* start Given data *
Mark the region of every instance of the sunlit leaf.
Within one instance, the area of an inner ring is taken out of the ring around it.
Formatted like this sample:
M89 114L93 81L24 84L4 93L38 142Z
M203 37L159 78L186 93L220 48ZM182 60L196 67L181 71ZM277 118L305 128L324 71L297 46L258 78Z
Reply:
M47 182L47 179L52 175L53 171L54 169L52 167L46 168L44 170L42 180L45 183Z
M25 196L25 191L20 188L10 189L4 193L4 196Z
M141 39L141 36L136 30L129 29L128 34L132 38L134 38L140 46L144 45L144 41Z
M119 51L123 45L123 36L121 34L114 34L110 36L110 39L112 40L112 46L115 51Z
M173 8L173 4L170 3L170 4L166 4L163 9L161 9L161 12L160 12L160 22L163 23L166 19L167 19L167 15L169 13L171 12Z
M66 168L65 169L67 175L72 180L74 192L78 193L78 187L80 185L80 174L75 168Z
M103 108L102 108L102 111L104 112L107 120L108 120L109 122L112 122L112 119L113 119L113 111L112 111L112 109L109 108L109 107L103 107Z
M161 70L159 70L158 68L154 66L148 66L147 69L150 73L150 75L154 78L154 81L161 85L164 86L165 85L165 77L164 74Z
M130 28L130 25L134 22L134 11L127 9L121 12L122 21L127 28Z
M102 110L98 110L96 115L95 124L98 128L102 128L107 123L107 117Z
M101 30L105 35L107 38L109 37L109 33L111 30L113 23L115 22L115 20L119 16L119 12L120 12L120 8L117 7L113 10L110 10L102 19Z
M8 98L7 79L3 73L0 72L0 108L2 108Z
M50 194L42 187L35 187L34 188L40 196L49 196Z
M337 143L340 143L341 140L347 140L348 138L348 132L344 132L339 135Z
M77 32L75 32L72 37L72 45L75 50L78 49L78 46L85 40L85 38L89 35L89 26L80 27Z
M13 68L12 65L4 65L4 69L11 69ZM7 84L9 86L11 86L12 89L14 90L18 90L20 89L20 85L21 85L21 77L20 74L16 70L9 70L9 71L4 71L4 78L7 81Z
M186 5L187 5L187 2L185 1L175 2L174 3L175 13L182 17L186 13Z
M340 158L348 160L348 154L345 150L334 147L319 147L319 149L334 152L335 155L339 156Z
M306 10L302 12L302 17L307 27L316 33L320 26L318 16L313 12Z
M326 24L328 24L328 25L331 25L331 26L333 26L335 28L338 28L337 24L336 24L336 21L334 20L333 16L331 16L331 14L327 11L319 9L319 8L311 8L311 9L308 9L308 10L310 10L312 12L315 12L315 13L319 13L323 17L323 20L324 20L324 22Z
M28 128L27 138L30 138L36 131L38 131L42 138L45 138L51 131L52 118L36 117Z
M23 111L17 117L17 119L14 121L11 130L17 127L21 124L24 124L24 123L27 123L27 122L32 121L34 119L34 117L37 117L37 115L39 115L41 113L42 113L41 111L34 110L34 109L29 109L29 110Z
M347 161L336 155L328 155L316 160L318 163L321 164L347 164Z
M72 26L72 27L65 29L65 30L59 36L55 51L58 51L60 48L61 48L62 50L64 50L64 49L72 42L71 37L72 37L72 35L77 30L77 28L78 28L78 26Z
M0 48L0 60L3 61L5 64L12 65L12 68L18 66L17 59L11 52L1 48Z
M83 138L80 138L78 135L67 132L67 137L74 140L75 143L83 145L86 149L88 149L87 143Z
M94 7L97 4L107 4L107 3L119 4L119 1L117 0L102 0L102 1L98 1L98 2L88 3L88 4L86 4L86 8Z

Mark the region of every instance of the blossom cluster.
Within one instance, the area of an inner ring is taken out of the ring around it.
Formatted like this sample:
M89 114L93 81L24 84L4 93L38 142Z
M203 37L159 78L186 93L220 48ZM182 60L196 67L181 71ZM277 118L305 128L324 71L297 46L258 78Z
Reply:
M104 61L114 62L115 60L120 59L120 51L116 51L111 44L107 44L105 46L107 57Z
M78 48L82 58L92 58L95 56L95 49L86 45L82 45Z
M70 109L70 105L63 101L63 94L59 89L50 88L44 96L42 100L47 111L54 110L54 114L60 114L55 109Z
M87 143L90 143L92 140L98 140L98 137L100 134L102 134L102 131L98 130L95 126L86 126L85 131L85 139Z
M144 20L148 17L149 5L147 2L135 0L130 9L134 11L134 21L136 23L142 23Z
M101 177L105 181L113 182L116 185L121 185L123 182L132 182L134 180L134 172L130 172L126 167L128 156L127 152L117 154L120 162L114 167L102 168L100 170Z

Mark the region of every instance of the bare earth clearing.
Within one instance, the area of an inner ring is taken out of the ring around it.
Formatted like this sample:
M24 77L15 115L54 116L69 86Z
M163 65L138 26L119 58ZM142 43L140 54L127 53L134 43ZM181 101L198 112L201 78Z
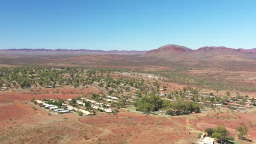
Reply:
M146 115L120 110L117 115L102 113L79 117L74 113L49 112L30 101L32 97L67 99L98 92L94 87L58 89L59 93L56 93L58 91L50 88L43 88L40 91L42 93L38 94L33 93L39 92L37 89L33 92L27 89L0 92L0 142L191 143L197 142L199 133L217 125L226 127L230 135L236 137L234 129L242 122L247 126L250 123L254 125L248 127L248 138L256 141L255 109L247 110L246 113L236 111L232 113L231 110L221 108L223 113L219 115L207 109L200 113L174 117Z

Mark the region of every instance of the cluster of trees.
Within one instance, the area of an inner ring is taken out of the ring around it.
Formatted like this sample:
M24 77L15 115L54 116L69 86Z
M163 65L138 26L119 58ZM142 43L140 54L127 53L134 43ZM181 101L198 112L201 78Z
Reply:
M224 126L218 125L214 128L207 128L205 130L207 135L213 138L216 138L220 140L220 143L222 143L223 140L233 140L234 138L228 137L229 131L226 129Z
M5 83L9 88L28 88L31 85L53 88L56 85L72 85L78 87L99 82L103 77L103 75L96 74L95 70L84 71L69 68L1 68L3 76L0 77L0 86Z
M138 98L134 105L137 109L146 113L158 111L161 109L166 111L166 114L170 115L188 114L191 112L199 112L200 108L197 103L184 100L181 98L171 101L169 100L161 100L154 93Z
M246 127L239 126L236 130L238 132L237 137L241 139L243 139L243 136L247 134L248 133L248 129ZM229 131L228 131L224 126L218 125L214 128L207 128L205 130L205 132L207 133L208 136L211 137L220 139L222 143L223 140L234 140L234 137L228 136Z

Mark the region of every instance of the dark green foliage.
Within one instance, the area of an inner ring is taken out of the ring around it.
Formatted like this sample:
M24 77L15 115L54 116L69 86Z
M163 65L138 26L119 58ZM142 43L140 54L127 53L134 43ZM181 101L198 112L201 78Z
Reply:
M212 128L207 128L205 131L207 133L208 136L212 135L212 133L214 132L213 129Z
M142 97L136 103L137 109L139 111L149 113L157 111L161 107L162 100L160 97L154 94Z
M248 129L246 127L238 127L236 130L239 132L237 134L237 136L239 138L242 137L244 135L247 134L248 133Z

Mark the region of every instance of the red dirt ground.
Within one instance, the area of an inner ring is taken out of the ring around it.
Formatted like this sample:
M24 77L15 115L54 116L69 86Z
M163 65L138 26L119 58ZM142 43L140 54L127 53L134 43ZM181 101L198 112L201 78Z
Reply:
M249 129L246 137L256 141L255 109L238 112L222 107L223 113L207 109L200 113L175 117L123 110L117 115L60 115L36 106L30 99L74 98L98 90L62 88L59 93L54 93L56 89L44 89L40 91L42 93L36 90L0 92L0 143L191 143L197 141L197 134L206 128L218 125L225 126L233 136L237 126L246 125ZM46 90L49 93L44 93Z

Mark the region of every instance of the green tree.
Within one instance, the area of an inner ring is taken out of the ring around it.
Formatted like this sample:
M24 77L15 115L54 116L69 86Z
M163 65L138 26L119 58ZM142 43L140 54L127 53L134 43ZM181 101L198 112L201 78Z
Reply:
M82 111L79 111L78 112L78 116L83 116L83 115L84 115L84 113L83 113L83 112L82 112Z
M137 109L142 112L149 113L161 108L162 100L158 95L152 93L149 95L142 97L136 103Z
M205 131L207 133L208 136L212 135L212 133L214 132L213 129L212 128L207 128L206 129L205 129Z
M213 129L213 131L212 137L220 139L220 143L222 143L222 140L229 134L229 131L226 130L226 128L222 125L217 126Z
M34 101L36 99L34 98L32 98L31 100L30 100L30 101L31 101L32 103L34 103Z
M239 133L237 134L237 136L241 139L244 135L247 134L248 129L246 127L238 127L236 128L236 130Z

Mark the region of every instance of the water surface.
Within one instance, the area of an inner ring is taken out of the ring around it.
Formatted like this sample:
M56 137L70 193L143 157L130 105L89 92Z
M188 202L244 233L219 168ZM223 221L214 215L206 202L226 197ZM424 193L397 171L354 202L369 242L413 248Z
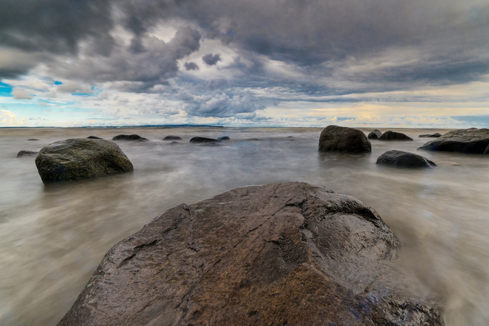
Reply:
* end Given data *
> Task description: Quote everything in the material from the line containing "Mark the region of every instance of the water" down through its final line, both ends included, and leave out the pictures.

> Worked answer:
Mark the region of every instance of the water surface.
Within one instance, the area of an inner ring is taken out of the ring around it.
Formatted like this sample:
M56 137L70 193L143 157L130 105L89 92Z
M188 202L244 233L219 168ZM223 221L214 215L206 202L226 197ZM424 193L397 171L354 202L369 242L413 248Z
Reply:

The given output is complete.